**Extract**
· · ·

John Thompson: The Price Exacted from Students for the Test-and-Punish Regime of Accountability
John Thompson, teacher and historian in Oklahoma, is a frequent contributor to the blog.
Diane Ravitch publicized an educator’s concise and astute critique of Florida’s standards of instruction where “The FLDOE has absolutely no clue on how long it takes to teach each standard effectively.” An educational software company “looked at the standards that a fifth grade teacher is required to teach effectively and stopped counting when we found it would take a minimum of at least 300 school days to teach the standards to an effective level.” The obvious problem is that covering the tested standards would take 2/3rds of a school year more than the time students are in class – even if there were no disruptions of learning ranging from assemblies and class disruptions to the time wasted on benchmark and other form of testing.

· · ·

**Location annotation dataset excerpts**
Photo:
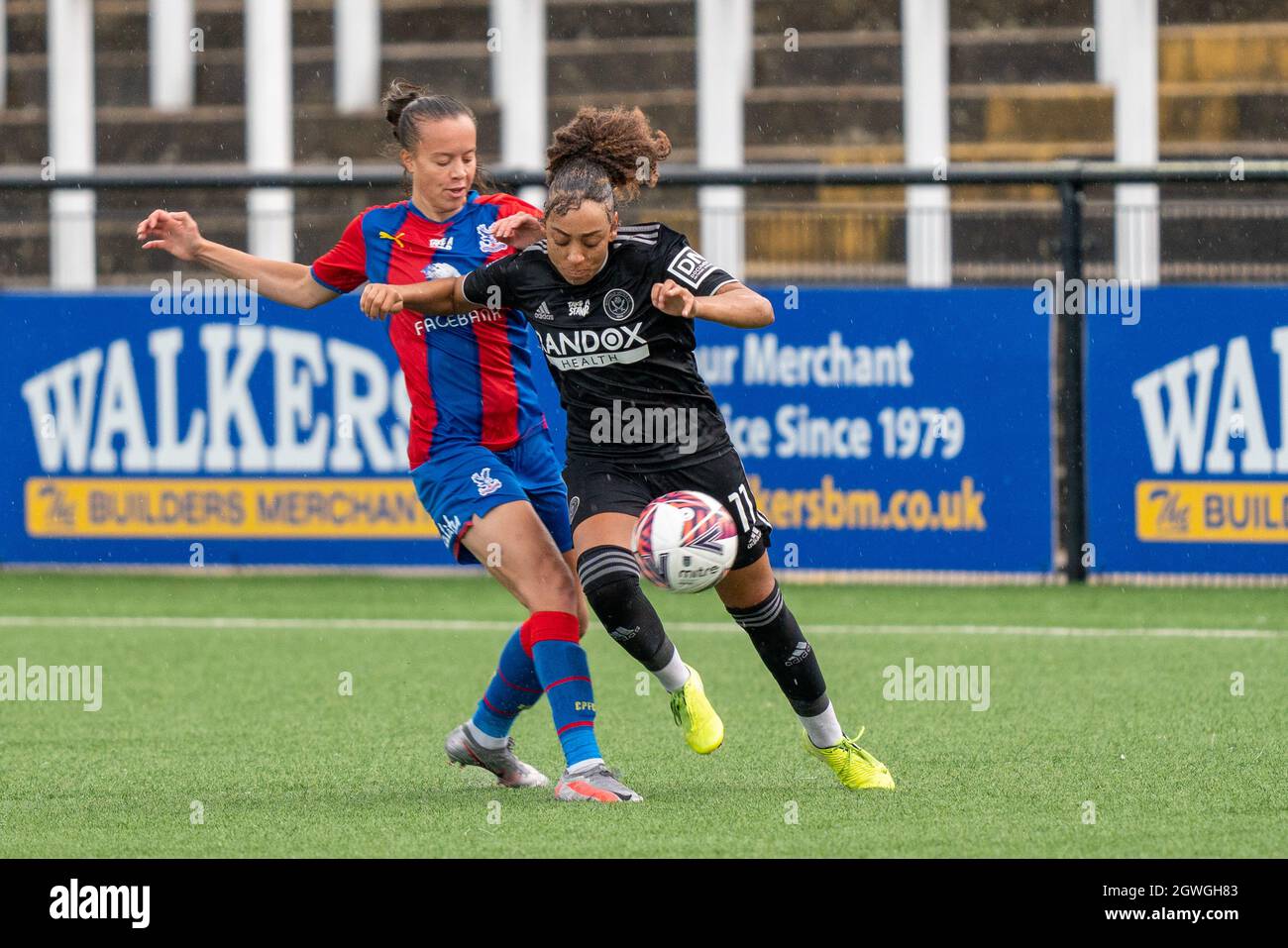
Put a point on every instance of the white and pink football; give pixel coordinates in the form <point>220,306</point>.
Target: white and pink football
<point>686,541</point>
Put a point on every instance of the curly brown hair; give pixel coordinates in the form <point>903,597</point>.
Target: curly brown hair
<point>603,155</point>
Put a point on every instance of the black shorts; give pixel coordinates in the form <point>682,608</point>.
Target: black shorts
<point>599,485</point>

· · ·

Answer these questions from the accountability article:
(a) In which state is John Thompson a teacher and historian?
(b) Which grade's standards did the educational software company examine?
(c) What minimum number of school days did the company find it would take to teach those standards to an effective level?
The data is separate from the accountability article.

(a) Oklahoma
(b) Fifth grade
(c) At least 300 school days